> [Passage shown]:

◆ ◆ ◆ ◆ ◆ ◆ ◆

Power Glove is an Australian electronic music and synthwave duo from Melbourne, Victoria, named after the Nintendo Power Glove. They provided the soundtrack to the 1980s-influenced retro-futuristic video game Far Cry 3: Blood Dragon (April 2013). The soundtrack was met with critical acclaim.

History 

Power Glove was formed in Melbourne as the electronic music, synthwave duo (under pseudonyms) of Michael Biehn and Michael Dudikoff. In reality, the duo consists of brothers Jarome and Joel Harmsworth. The Harmsworths chose the name "Power Glove" based on a self-described obsession with Nintendo's 1989 Powerglove commercials.

The duo's music gained widespread attention with the track "Hunters" featured in the 2011 Canadian independent film Hobo with a Shotgun and the track "Vengeance" was used in the 2012 film The ABCs of Death. Their first extended play, the four-track EP 1 (a.k.a. So Bad), was released in January, 2012. Tracks by the group have appeared in various artists' compilation albums.

Career 

The duo provided the soundtrack to Far Cry 3: Blood Dragon (April 2013), which is a 1980s-influenced retro-futuristic video game. Michael Langley of CraveOnline website described that Dean Evans of Ubisoft contacted the group and asked if they would create the soundtrack to the game. The group notes that the direction for their work on the game's soundtrack was based on notably succinct instructions: "Okay guys, three words, Purple Lazer Beams".

Since releasing their second EP, EPII in 2015 the duo has scored the Blood Dragon themed iteration of the Trials video game series, Trials of the Blood Dragon which was released in June, 2016 by Ubisoft.

On May 17th of 2019, the duo released their third album, entitled "Playback". The album was self-released on digital platforms, with a vinyl print being distributed by Electronic Purification Records.

◆ ◆ ◆ ◆ ◆ ◆ ◆

Position identification listing
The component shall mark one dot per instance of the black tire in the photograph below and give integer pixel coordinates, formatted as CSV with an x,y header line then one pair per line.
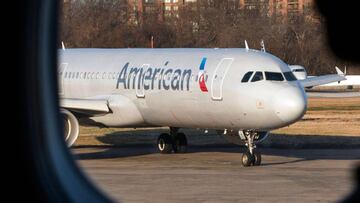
x,y
257,158
180,144
165,144
247,159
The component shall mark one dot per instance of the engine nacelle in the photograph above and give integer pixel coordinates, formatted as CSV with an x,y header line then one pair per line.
x,y
239,138
71,127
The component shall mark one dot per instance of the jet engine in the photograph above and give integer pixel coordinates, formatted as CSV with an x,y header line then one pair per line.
x,y
71,127
239,137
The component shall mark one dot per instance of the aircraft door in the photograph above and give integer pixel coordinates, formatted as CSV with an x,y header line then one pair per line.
x,y
140,92
61,74
218,78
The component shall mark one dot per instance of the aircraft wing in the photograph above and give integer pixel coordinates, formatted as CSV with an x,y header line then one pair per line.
x,y
86,106
321,80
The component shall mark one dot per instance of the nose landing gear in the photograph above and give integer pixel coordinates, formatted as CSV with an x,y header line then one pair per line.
x,y
174,142
252,156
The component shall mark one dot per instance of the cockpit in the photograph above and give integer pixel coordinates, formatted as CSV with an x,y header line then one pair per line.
x,y
253,76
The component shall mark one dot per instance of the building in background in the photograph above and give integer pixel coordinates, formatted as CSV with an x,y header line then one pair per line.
x,y
170,8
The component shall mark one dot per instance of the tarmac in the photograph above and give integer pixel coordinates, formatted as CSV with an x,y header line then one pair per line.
x,y
333,94
213,173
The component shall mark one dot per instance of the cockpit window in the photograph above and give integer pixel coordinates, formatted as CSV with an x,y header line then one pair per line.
x,y
247,76
274,76
257,77
289,76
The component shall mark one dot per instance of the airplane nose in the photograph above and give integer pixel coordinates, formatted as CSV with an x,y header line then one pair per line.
x,y
290,104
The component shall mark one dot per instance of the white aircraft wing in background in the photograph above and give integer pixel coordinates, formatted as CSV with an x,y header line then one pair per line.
x,y
86,106
321,80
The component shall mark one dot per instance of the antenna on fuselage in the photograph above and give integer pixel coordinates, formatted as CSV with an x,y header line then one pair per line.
x,y
262,46
246,46
63,45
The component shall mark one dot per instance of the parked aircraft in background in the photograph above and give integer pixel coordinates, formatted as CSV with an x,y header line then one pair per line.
x,y
238,92
312,81
350,82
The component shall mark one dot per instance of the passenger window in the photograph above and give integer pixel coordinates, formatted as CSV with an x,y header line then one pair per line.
x,y
257,77
247,76
289,76
274,76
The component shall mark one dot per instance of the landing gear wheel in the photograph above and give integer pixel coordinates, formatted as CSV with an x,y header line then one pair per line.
x,y
256,158
180,144
247,159
165,144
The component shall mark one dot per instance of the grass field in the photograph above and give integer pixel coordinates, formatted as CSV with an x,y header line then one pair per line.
x,y
328,116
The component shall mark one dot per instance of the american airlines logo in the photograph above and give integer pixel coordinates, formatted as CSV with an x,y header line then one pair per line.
x,y
202,83
159,78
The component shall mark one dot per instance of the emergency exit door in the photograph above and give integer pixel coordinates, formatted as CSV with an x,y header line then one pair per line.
x,y
140,80
218,78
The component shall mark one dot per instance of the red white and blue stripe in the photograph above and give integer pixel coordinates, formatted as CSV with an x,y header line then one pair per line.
x,y
202,83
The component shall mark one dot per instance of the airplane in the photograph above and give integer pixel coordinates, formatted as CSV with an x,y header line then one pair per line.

◆ ◆ ◆ ◆ ◆ ◆ ◆

> [Problems and tasks]:
**1.** Answer these questions from the Power Glove passage, one line each:
(a) In which city was the duo formed?
(b) Which track was used in the 2012 film The ABCs of Death?
(c) Who distributed the vinyl print of "Playback"?
**2.** Which lines of the listing contain the word "emergency"? Find each one and copy it in full.
The Power Glove passage and the listing have no connection to each other.

> [Set of answers]:
**1.**
(a) Melbourne
(b) "Vengeance"
(c) Electronic Purification Records

**2.**
The component shall mark one dot per instance of the emergency exit door in the photograph above and give integer pixel coordinates, formatted as CSV with an x,y header line then one pair per line.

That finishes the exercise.